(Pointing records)
"""

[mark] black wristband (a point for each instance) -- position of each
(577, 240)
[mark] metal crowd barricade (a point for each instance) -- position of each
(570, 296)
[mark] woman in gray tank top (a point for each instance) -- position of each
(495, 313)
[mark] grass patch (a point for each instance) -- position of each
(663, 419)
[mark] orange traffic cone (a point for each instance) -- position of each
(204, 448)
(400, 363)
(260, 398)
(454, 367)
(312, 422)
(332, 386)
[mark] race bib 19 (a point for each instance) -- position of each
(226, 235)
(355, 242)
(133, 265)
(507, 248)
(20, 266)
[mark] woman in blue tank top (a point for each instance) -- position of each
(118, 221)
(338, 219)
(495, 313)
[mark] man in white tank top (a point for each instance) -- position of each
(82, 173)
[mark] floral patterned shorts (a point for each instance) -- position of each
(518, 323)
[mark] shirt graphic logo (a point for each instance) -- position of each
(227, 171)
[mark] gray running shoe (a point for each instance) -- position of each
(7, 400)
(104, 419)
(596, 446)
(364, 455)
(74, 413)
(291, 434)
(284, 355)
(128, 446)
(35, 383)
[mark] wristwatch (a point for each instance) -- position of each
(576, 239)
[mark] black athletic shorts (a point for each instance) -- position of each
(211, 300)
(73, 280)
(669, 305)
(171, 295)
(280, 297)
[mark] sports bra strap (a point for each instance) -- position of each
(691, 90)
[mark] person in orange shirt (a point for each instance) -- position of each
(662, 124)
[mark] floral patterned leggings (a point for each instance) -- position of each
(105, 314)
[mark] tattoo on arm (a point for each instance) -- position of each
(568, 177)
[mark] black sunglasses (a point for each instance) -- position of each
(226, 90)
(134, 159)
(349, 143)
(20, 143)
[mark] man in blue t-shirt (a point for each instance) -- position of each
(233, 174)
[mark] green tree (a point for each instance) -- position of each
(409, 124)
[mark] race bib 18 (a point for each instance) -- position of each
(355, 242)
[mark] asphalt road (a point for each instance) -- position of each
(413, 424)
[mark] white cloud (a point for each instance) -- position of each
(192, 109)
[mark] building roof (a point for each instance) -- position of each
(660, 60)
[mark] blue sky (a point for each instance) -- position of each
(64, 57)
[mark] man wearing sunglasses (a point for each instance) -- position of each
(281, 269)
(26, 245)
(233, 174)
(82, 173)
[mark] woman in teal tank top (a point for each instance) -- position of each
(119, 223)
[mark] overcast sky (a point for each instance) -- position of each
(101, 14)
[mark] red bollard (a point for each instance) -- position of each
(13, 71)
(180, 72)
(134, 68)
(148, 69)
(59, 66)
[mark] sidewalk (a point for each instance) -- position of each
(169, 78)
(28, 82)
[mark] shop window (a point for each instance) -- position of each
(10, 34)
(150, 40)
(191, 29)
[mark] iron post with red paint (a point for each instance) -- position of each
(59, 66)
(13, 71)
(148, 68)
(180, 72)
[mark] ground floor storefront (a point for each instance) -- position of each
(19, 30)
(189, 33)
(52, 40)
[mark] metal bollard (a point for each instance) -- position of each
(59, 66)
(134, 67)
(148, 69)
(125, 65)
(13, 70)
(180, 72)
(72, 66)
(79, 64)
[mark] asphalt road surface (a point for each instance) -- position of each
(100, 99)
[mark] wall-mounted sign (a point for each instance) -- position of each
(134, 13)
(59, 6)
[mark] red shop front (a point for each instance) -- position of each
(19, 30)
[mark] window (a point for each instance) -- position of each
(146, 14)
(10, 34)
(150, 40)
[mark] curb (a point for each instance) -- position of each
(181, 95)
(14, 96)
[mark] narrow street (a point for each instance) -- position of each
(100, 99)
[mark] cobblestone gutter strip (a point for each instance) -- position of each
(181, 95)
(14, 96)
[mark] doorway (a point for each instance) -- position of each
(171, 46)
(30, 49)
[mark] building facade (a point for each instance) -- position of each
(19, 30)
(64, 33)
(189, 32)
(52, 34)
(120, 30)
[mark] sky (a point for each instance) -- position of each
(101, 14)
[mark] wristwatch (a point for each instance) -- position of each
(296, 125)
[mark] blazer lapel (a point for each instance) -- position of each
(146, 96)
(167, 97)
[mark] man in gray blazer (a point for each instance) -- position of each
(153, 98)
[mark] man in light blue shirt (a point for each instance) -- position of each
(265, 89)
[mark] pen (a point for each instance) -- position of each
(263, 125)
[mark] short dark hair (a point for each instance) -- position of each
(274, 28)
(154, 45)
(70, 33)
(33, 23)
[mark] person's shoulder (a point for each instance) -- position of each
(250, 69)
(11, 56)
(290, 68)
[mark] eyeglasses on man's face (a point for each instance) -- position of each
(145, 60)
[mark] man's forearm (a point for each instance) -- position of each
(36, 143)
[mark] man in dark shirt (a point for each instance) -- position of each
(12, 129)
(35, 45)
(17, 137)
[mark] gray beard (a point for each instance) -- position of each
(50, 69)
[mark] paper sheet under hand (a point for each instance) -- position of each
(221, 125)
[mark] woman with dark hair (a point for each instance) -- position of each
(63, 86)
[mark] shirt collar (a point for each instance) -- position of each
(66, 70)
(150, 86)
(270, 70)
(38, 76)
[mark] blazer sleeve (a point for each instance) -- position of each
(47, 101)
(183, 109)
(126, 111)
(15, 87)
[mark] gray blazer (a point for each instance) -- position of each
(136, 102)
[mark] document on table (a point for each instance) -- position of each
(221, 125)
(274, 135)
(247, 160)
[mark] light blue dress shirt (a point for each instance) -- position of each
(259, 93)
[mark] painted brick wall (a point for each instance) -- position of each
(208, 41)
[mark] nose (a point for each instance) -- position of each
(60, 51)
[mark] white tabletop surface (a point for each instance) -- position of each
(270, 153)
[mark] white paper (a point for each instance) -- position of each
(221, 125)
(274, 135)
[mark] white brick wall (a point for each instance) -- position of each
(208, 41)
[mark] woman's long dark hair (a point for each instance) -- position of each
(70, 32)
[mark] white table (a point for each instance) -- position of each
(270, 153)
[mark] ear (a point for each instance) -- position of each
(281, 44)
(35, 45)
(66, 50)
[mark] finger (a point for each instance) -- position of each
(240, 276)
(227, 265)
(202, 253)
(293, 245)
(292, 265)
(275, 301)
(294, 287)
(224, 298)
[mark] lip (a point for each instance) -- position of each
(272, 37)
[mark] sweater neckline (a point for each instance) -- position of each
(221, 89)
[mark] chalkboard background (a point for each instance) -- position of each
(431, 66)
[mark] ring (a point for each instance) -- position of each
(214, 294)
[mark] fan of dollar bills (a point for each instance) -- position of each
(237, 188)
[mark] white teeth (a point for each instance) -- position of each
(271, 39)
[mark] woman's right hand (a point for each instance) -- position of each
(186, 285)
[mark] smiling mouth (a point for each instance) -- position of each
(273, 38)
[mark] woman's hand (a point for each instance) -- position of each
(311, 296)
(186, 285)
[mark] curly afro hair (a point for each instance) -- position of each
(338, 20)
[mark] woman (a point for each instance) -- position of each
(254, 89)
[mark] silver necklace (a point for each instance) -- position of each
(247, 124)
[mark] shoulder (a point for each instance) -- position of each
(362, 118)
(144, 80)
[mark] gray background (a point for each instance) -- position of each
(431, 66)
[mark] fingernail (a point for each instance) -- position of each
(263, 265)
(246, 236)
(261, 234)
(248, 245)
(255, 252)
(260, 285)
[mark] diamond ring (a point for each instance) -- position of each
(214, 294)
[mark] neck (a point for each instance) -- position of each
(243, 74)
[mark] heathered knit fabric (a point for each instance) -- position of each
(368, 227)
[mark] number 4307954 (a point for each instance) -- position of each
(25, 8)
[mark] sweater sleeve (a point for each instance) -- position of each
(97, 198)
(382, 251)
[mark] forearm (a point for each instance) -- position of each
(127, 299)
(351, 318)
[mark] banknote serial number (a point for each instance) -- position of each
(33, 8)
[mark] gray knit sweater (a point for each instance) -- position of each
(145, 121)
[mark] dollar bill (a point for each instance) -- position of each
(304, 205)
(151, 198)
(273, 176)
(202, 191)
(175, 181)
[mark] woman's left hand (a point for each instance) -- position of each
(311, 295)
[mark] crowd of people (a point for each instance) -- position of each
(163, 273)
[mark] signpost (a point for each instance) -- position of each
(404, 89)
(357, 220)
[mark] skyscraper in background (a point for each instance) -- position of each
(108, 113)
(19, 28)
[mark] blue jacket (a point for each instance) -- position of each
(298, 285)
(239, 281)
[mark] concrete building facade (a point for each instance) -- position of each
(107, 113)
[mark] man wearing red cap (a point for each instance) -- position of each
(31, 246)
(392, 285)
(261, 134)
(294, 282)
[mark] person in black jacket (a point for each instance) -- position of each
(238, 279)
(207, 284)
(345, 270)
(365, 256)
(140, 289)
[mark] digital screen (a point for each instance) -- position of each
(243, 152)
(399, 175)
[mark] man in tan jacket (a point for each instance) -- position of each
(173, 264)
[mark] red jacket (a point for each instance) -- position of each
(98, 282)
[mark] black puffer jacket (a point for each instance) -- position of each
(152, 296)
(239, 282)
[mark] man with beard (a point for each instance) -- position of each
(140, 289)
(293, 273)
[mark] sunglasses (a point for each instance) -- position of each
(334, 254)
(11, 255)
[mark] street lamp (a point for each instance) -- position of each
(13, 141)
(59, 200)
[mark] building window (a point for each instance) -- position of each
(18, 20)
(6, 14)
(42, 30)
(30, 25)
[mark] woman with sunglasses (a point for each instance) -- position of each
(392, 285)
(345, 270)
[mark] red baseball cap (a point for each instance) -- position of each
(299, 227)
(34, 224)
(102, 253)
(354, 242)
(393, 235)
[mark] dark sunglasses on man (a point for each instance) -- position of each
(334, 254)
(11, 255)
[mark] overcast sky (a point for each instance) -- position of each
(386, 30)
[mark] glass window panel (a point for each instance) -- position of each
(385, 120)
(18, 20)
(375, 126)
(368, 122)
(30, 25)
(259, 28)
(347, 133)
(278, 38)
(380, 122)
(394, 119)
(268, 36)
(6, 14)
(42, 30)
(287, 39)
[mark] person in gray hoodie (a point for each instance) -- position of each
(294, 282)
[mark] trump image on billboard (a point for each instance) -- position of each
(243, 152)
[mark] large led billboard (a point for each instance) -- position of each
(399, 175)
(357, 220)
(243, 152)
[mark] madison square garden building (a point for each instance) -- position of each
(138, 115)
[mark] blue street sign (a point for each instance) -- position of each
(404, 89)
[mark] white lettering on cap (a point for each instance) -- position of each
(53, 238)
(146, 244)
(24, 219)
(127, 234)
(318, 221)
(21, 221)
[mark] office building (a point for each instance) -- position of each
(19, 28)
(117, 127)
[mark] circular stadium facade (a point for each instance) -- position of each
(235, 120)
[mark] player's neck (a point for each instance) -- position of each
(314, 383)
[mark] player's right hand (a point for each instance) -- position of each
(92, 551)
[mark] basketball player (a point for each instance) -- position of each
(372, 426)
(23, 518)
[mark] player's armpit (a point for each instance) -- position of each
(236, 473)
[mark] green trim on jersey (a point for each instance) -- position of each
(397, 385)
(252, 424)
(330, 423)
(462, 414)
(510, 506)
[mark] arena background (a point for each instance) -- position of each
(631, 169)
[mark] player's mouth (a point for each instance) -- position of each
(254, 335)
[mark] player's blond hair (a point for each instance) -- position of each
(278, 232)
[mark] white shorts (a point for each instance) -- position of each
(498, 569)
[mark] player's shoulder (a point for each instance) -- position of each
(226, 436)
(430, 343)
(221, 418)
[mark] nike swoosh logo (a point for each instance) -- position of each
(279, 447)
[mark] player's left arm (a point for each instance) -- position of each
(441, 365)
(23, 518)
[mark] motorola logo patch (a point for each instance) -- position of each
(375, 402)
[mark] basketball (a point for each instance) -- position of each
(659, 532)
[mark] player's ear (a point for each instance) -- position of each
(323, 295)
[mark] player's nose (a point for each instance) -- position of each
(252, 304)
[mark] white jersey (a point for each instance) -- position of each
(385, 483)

"""

**EXERCISE GOAL**
Extract, unchanged, the closing run of lines that opens with the line containing "[mark] player's shoulder" and ends with the last line.

**SOLUTION TO THE PROBLEM**
[mark] player's shoulder (a point for each instance) -- position of each
(226, 436)
(430, 343)
(221, 418)
[mark] nike swoosh logo (a point for each instance) -- position of each
(279, 447)
[mark] player's left arm (a point for each instance) -- position of each
(441, 365)
(23, 518)
[mark] motorola logo patch (a point for each instance) -- position of each
(375, 402)
[mark] basketball (a point for each instance) -- position of each
(659, 532)
[mark] player's ear (a point for each instance) -- position of each
(323, 295)
[mark] player's nose (a point for each instance) -- position of each
(252, 304)
[mark] white jersey (a point for each instance) -- position of each
(385, 483)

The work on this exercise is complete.